--- BEGIN RECORDS TO USE ---

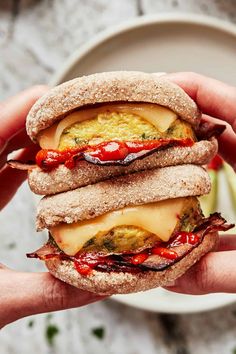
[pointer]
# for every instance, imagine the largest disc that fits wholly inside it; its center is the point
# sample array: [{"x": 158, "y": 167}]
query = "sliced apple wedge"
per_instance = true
[{"x": 231, "y": 180}]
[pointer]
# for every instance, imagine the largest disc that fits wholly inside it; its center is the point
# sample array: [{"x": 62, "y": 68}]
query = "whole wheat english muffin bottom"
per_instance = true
[
  {"x": 135, "y": 189},
  {"x": 124, "y": 282}
]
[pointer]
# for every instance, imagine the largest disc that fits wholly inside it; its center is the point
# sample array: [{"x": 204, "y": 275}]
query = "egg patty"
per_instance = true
[
  {"x": 132, "y": 239},
  {"x": 120, "y": 126}
]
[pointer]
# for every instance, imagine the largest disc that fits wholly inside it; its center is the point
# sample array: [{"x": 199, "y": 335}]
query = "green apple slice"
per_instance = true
[
  {"x": 208, "y": 202},
  {"x": 231, "y": 180}
]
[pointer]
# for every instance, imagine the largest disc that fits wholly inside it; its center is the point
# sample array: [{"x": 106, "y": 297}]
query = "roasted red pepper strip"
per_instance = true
[
  {"x": 106, "y": 151},
  {"x": 157, "y": 258}
]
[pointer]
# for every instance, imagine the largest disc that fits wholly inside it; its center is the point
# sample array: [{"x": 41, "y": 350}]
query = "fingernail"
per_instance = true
[
  {"x": 171, "y": 283},
  {"x": 3, "y": 144}
]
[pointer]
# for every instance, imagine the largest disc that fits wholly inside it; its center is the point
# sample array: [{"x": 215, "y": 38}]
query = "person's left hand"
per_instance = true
[{"x": 24, "y": 294}]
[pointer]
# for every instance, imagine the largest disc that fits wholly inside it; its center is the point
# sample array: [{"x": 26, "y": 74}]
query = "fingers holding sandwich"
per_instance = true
[
  {"x": 25, "y": 294},
  {"x": 213, "y": 273},
  {"x": 215, "y": 99}
]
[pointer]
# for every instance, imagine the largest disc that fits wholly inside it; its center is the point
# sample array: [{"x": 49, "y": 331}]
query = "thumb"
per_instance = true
[
  {"x": 213, "y": 273},
  {"x": 25, "y": 294}
]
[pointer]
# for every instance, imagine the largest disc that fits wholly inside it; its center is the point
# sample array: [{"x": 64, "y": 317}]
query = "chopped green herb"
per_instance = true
[
  {"x": 49, "y": 316},
  {"x": 12, "y": 245},
  {"x": 31, "y": 323},
  {"x": 77, "y": 140},
  {"x": 98, "y": 332},
  {"x": 51, "y": 331},
  {"x": 66, "y": 131}
]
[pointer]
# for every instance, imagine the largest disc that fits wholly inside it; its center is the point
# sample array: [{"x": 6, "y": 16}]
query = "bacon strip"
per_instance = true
[
  {"x": 207, "y": 130},
  {"x": 24, "y": 166},
  {"x": 122, "y": 262}
]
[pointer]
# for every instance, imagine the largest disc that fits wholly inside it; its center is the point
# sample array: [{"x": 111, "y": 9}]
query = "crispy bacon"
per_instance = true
[
  {"x": 24, "y": 166},
  {"x": 206, "y": 130},
  {"x": 154, "y": 262}
]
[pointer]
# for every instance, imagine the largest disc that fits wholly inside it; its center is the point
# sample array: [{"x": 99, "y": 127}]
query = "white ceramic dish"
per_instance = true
[{"x": 163, "y": 43}]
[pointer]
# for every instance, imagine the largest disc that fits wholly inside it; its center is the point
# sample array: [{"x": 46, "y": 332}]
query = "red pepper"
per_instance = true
[
  {"x": 139, "y": 258},
  {"x": 113, "y": 150},
  {"x": 82, "y": 268},
  {"x": 164, "y": 252},
  {"x": 106, "y": 151},
  {"x": 216, "y": 163}
]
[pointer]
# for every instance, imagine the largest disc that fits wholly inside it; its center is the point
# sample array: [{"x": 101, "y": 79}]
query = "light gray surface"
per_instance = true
[{"x": 35, "y": 38}]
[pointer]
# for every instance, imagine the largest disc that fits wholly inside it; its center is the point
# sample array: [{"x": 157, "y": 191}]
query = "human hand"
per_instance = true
[
  {"x": 215, "y": 271},
  {"x": 24, "y": 294}
]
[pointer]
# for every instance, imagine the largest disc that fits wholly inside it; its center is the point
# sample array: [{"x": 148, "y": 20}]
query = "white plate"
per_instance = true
[{"x": 163, "y": 43}]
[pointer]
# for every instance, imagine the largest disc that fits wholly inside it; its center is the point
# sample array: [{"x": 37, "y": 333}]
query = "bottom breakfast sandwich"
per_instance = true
[{"x": 130, "y": 233}]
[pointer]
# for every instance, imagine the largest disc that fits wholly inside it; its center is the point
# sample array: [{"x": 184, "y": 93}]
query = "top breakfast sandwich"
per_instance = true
[{"x": 108, "y": 124}]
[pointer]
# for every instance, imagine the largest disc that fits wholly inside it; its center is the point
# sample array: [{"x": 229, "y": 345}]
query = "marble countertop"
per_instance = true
[{"x": 36, "y": 37}]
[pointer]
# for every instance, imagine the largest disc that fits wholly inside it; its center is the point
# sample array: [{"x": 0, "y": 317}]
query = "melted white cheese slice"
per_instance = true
[
  {"x": 158, "y": 116},
  {"x": 159, "y": 218}
]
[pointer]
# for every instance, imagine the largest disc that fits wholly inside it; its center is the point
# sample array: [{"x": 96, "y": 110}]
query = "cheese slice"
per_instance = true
[
  {"x": 159, "y": 218},
  {"x": 158, "y": 116}
]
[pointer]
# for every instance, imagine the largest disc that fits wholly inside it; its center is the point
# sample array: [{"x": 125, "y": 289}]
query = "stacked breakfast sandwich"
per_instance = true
[{"x": 120, "y": 166}]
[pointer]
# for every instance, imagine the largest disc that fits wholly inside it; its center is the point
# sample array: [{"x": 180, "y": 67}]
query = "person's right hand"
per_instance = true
[
  {"x": 217, "y": 101},
  {"x": 215, "y": 272}
]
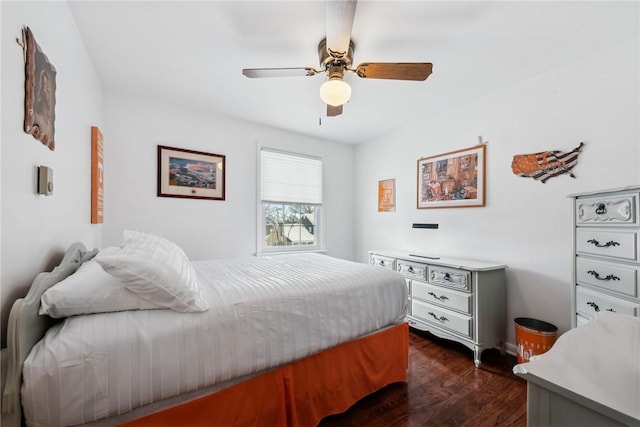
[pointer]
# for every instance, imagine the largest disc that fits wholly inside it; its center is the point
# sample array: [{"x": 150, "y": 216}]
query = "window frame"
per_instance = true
[{"x": 261, "y": 247}]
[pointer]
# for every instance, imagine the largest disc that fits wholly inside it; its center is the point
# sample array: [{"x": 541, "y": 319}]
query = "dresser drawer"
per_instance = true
[
  {"x": 615, "y": 244},
  {"x": 412, "y": 270},
  {"x": 383, "y": 261},
  {"x": 606, "y": 275},
  {"x": 448, "y": 298},
  {"x": 450, "y": 277},
  {"x": 441, "y": 317},
  {"x": 589, "y": 302},
  {"x": 607, "y": 210}
]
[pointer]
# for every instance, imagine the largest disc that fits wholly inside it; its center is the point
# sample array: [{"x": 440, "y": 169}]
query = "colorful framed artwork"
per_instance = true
[
  {"x": 452, "y": 180},
  {"x": 190, "y": 174},
  {"x": 97, "y": 177},
  {"x": 387, "y": 195},
  {"x": 40, "y": 92}
]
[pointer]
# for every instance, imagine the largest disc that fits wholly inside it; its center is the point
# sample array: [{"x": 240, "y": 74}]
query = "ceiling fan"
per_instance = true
[{"x": 336, "y": 57}]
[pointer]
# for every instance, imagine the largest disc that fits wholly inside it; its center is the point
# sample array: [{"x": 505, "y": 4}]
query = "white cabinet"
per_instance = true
[
  {"x": 458, "y": 299},
  {"x": 606, "y": 253}
]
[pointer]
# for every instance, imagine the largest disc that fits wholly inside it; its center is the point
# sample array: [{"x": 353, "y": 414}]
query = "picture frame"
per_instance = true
[
  {"x": 387, "y": 195},
  {"x": 40, "y": 92},
  {"x": 97, "y": 176},
  {"x": 452, "y": 180},
  {"x": 190, "y": 174}
]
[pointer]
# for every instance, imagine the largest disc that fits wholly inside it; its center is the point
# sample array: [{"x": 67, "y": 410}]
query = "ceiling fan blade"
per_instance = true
[
  {"x": 395, "y": 70},
  {"x": 279, "y": 72},
  {"x": 334, "y": 111},
  {"x": 339, "y": 19}
]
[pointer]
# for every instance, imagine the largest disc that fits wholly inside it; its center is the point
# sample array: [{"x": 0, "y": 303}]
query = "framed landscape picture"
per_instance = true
[
  {"x": 452, "y": 180},
  {"x": 190, "y": 174}
]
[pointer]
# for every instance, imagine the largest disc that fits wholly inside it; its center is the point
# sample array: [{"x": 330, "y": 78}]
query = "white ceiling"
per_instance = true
[{"x": 192, "y": 53}]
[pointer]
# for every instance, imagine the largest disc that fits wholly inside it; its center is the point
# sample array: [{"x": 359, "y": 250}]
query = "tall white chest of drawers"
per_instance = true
[
  {"x": 458, "y": 299},
  {"x": 607, "y": 258}
]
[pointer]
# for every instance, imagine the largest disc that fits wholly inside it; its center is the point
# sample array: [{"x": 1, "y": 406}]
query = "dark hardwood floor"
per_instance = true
[{"x": 444, "y": 388}]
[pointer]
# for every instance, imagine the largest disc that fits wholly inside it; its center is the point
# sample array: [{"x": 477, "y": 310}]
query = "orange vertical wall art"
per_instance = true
[
  {"x": 97, "y": 177},
  {"x": 387, "y": 195}
]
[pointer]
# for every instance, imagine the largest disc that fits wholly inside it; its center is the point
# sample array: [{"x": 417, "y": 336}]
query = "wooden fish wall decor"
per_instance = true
[{"x": 547, "y": 164}]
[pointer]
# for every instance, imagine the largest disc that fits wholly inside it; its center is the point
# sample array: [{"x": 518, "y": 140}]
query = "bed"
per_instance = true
[
  {"x": 590, "y": 377},
  {"x": 283, "y": 341}
]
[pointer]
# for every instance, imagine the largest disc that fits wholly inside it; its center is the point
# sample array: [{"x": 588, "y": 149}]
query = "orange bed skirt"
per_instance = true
[{"x": 302, "y": 393}]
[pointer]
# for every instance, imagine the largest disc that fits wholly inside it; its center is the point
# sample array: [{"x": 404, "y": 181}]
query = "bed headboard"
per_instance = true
[{"x": 26, "y": 327}]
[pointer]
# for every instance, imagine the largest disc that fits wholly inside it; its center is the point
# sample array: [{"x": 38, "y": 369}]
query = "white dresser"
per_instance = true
[
  {"x": 458, "y": 299},
  {"x": 607, "y": 257}
]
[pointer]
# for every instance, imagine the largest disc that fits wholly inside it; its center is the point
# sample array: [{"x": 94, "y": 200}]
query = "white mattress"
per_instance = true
[
  {"x": 264, "y": 312},
  {"x": 599, "y": 360}
]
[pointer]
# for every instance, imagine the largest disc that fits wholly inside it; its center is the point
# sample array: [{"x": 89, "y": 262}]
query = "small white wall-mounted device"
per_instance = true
[{"x": 45, "y": 180}]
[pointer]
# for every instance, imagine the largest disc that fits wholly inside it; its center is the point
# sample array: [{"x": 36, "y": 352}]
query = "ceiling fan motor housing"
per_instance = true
[{"x": 329, "y": 59}]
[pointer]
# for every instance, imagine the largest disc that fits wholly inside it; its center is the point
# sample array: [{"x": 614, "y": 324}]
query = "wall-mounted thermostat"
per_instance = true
[{"x": 45, "y": 180}]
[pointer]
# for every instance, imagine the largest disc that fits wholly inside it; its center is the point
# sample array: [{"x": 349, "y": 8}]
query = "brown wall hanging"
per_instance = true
[
  {"x": 546, "y": 164},
  {"x": 40, "y": 92}
]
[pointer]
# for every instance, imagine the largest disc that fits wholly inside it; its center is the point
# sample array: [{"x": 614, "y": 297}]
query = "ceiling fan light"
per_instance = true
[{"x": 335, "y": 92}]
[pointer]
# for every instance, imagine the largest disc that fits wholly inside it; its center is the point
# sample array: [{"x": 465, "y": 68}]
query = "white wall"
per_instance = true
[
  {"x": 206, "y": 229},
  {"x": 525, "y": 224},
  {"x": 36, "y": 230}
]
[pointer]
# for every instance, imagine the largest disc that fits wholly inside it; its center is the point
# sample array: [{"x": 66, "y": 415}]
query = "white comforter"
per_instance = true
[{"x": 264, "y": 312}]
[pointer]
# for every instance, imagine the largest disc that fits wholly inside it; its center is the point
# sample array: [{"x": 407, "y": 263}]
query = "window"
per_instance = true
[{"x": 291, "y": 201}]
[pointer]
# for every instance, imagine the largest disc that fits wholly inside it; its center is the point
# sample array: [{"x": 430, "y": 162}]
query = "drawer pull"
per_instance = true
[
  {"x": 441, "y": 298},
  {"x": 440, "y": 319},
  {"x": 596, "y": 308},
  {"x": 597, "y": 276},
  {"x": 606, "y": 245},
  {"x": 593, "y": 305}
]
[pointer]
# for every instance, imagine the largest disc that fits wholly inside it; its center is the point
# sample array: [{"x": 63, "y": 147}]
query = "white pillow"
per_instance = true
[
  {"x": 90, "y": 290},
  {"x": 156, "y": 270}
]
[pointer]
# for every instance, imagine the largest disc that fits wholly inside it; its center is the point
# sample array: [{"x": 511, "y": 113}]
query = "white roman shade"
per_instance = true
[{"x": 290, "y": 178}]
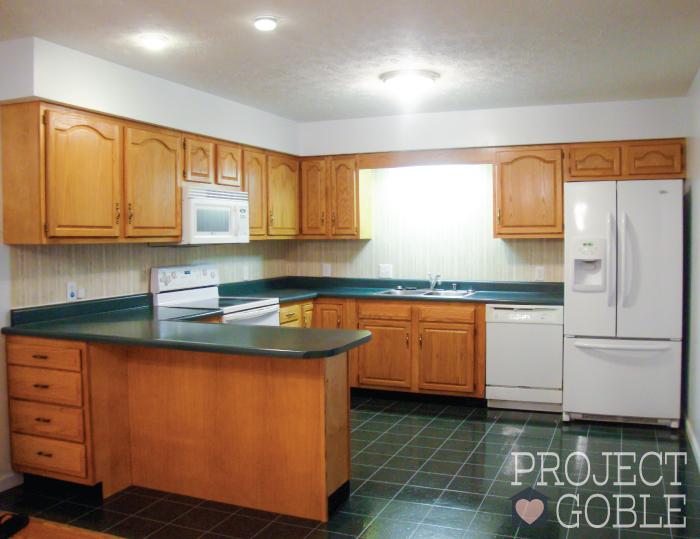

--- END RECORDS TO USE ---

### THE PROBLEM
Filter the records above, retaining only those lines that contain the string "strip". Reproduce each retained line in full.

### FINISHED TASK
query = "roasted red pepper strip"
query = "bacon strip"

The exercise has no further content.